Extracted items
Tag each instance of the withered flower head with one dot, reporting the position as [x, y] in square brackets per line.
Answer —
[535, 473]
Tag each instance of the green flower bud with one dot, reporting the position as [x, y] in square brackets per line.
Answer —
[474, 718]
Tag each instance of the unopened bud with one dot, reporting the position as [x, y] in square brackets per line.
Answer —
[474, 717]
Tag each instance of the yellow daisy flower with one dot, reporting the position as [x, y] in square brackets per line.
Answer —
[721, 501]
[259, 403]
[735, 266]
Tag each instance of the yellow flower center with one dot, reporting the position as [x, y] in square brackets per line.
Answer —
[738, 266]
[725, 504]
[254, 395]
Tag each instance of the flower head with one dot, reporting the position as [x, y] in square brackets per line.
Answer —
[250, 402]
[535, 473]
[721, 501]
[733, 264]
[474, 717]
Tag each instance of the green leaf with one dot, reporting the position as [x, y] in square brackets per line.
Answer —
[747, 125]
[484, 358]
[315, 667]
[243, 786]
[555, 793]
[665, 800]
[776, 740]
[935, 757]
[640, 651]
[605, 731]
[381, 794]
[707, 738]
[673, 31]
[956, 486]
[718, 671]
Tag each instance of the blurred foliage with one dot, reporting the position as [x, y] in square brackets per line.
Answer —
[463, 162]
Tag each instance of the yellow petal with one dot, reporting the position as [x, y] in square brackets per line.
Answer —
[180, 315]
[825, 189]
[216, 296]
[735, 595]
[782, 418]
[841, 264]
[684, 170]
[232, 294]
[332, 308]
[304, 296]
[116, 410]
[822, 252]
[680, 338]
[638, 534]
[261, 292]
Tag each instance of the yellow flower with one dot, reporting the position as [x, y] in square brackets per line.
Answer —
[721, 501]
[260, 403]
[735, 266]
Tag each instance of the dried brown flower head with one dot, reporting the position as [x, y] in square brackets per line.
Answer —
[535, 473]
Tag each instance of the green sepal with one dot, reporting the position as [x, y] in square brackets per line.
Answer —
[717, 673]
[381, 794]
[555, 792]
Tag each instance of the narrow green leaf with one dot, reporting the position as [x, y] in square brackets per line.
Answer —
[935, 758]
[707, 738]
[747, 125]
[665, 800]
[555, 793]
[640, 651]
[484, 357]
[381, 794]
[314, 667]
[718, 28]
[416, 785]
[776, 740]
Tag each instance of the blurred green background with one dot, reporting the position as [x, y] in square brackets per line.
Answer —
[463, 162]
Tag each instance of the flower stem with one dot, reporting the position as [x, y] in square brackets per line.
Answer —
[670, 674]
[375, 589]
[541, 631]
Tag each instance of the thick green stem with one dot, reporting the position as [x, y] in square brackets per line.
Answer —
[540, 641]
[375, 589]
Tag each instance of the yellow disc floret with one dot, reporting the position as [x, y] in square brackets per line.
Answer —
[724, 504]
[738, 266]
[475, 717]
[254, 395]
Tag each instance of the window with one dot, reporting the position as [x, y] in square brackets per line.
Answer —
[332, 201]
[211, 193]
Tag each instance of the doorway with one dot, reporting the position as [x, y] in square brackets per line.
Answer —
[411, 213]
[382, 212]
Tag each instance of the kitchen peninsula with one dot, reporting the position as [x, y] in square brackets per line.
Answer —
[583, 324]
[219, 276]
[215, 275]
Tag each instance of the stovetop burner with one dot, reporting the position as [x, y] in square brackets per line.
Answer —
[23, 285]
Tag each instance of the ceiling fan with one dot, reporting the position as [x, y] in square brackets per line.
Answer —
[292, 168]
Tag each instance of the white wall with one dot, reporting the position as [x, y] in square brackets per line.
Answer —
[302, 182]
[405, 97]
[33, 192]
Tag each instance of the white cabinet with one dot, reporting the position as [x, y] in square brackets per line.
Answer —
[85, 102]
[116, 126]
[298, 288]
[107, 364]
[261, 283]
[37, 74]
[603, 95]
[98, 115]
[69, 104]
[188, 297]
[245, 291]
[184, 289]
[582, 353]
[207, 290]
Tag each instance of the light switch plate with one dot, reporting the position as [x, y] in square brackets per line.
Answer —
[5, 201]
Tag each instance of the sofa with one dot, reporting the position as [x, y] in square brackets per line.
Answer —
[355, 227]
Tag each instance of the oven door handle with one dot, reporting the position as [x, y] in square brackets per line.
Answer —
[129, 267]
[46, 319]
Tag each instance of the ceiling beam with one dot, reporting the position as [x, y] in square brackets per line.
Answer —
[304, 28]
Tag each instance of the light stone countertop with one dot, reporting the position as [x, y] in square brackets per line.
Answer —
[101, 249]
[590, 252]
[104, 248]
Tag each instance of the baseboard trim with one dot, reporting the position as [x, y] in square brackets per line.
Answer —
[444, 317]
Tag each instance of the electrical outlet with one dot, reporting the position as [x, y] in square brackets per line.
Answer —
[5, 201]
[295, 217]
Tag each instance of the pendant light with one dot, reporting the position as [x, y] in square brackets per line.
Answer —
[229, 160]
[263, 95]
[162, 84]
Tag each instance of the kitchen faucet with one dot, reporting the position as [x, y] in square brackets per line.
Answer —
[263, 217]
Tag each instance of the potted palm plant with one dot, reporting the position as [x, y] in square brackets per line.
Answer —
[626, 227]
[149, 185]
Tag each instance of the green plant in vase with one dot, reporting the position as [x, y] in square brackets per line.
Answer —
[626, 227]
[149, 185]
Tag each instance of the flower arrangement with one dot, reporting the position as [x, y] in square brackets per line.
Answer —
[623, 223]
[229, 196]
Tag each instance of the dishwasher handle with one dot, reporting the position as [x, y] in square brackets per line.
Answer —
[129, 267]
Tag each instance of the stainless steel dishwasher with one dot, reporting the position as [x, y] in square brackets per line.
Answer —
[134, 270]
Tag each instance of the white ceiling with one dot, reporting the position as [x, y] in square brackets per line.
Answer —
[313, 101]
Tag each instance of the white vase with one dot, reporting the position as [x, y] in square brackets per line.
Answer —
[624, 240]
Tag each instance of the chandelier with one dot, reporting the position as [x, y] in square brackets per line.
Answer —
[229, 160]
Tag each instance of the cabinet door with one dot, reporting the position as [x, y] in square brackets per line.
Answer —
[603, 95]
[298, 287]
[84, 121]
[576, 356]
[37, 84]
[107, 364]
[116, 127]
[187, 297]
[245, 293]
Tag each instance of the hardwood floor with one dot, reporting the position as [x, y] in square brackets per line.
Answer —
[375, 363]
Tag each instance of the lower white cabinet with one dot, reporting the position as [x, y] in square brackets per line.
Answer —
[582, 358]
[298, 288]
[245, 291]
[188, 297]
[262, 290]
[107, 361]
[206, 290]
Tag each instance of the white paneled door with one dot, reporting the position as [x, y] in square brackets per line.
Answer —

**Your goal**
Can you write out, word for word, the part of the items that opens with the line containing "Tag each instance of the dishwasher" and runs through the last line of the items, with both ends included?

**In response**
Tag each instance of the dishwasher handle with one dot, reporting the position as [x, y] in square brackets per line.
Answer —
[129, 267]
Tag each instance of the stainless steel dishwasher with one dot, reporting the position as [x, y] in square brackets per line.
Answer —
[134, 270]
Tag each instance of the white ceiling with one dot, reporting the position as [x, y] in square brackets per line.
Answer —
[313, 101]
Tag each instance of the white vase with one dot, reporting the position as [x, y] in square brackets per line.
Answer —
[624, 240]
Tag each instance of the chandelier with one dot, reporting the position as [x, y] in square brackets per line.
Answer —
[229, 160]
Tag each instance of the cabinet door with one dot, reporting the position as [x, y] in square brackets per line.
Answer —
[603, 95]
[298, 287]
[84, 121]
[576, 356]
[37, 84]
[107, 364]
[116, 127]
[187, 297]
[245, 293]
Tag each instance of the hardwood floor with one dot, reporting the position as [x, y] in square brackets per line.
Answer —
[375, 363]
Tag each instance of the lower white cabinet with one dot, reporting the position as [x, y] in square brackets per line.
Answer —
[582, 358]
[298, 288]
[245, 291]
[188, 297]
[262, 290]
[107, 361]
[206, 290]
Tag each instance of the white paneled door with one dot, reporting the position as [x, y] in square brackets per line.
Answer —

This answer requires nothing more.